Reproduce the entries that follow verbatim, down to the final line.

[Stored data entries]
[Start of section]

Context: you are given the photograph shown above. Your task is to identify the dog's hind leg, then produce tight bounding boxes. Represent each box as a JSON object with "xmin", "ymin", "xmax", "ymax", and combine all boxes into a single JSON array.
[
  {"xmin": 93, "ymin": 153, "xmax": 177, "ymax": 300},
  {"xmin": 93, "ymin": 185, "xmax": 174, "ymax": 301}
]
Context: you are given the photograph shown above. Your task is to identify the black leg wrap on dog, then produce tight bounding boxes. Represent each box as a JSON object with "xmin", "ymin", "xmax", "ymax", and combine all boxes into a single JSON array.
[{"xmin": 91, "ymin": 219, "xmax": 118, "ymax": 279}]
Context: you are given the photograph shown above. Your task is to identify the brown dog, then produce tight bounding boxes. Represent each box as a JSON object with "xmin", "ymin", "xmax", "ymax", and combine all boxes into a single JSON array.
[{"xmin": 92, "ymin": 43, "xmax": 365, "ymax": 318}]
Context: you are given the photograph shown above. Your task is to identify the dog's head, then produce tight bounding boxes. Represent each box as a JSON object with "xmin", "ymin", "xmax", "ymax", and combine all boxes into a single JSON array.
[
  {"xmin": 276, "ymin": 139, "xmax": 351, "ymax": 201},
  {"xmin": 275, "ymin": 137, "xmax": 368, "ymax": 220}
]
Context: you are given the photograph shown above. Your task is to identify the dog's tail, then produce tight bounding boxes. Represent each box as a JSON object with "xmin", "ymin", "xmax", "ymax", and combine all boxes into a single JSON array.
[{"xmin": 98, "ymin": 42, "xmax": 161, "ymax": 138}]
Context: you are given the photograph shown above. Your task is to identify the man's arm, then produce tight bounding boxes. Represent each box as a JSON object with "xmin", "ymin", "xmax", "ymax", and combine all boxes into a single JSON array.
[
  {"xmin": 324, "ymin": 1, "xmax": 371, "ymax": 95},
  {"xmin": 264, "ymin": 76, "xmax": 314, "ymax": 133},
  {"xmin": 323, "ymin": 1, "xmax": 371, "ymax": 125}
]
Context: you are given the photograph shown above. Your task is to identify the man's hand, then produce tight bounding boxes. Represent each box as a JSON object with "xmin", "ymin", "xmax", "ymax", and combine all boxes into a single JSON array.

[End of section]

ANSWER BELOW:
Context: you are given the photograph shown above. Your task is to identify the dog's hind leg, then produce tight bounding boxes. Represent each box as a JSON object with "xmin", "ymin", "xmax", "ymax", and combine all boxes into a single JSON array.
[
  {"xmin": 93, "ymin": 153, "xmax": 177, "ymax": 300},
  {"xmin": 93, "ymin": 185, "xmax": 174, "ymax": 301}
]
Context: you are given the photograph shown above. Your task is to identify the black leg wrap on dog, then produce tight bounding boxes. Represent each box as a JSON object with "xmin", "ymin", "xmax", "ymax", and combine all boxes into a single JSON array.
[{"xmin": 91, "ymin": 219, "xmax": 118, "ymax": 279}]
Context: you are given the photograph shown above. Your task is to identify the brown dog, then produce tight bounding boxes. Represent each box as a JSON object with "xmin", "ymin", "xmax", "ymax", and combine all boxes into a single JSON array.
[{"xmin": 92, "ymin": 43, "xmax": 365, "ymax": 318}]
Context: you are given the photograph shown above. Your task is to identify the dog's head, then produce tight bounding boxes. Represent each box as a JSON object with "xmin", "ymin", "xmax", "ymax", and combine all boxes into a single JSON array.
[
  {"xmin": 276, "ymin": 139, "xmax": 351, "ymax": 201},
  {"xmin": 275, "ymin": 137, "xmax": 368, "ymax": 220}
]
Context: you are given the photograph shown above. Your task is to identify the dog's tail, then produce tight bounding boxes. Represent each box as a JSON object with "xmin", "ymin", "xmax", "ymax", and combine all boxes into a single JSON array.
[{"xmin": 98, "ymin": 42, "xmax": 161, "ymax": 138}]
Context: you are given the photograph shown above. Your task is to identify the man's arm, then produce tight bounding boxes. Represent each box as a JSON object with "xmin", "ymin", "xmax", "ymax", and combine all boxes into a single JSON array.
[
  {"xmin": 324, "ymin": 1, "xmax": 371, "ymax": 95},
  {"xmin": 264, "ymin": 76, "xmax": 314, "ymax": 133},
  {"xmin": 323, "ymin": 1, "xmax": 371, "ymax": 125}
]
Context: you are given the photograph shown above. Your task is to identify the man's hand, then produce tight bounding boxes. Represent each box as a JSON object with "xmin", "ymin", "xmax", "ymax", and combine all boxes into a single JSON array.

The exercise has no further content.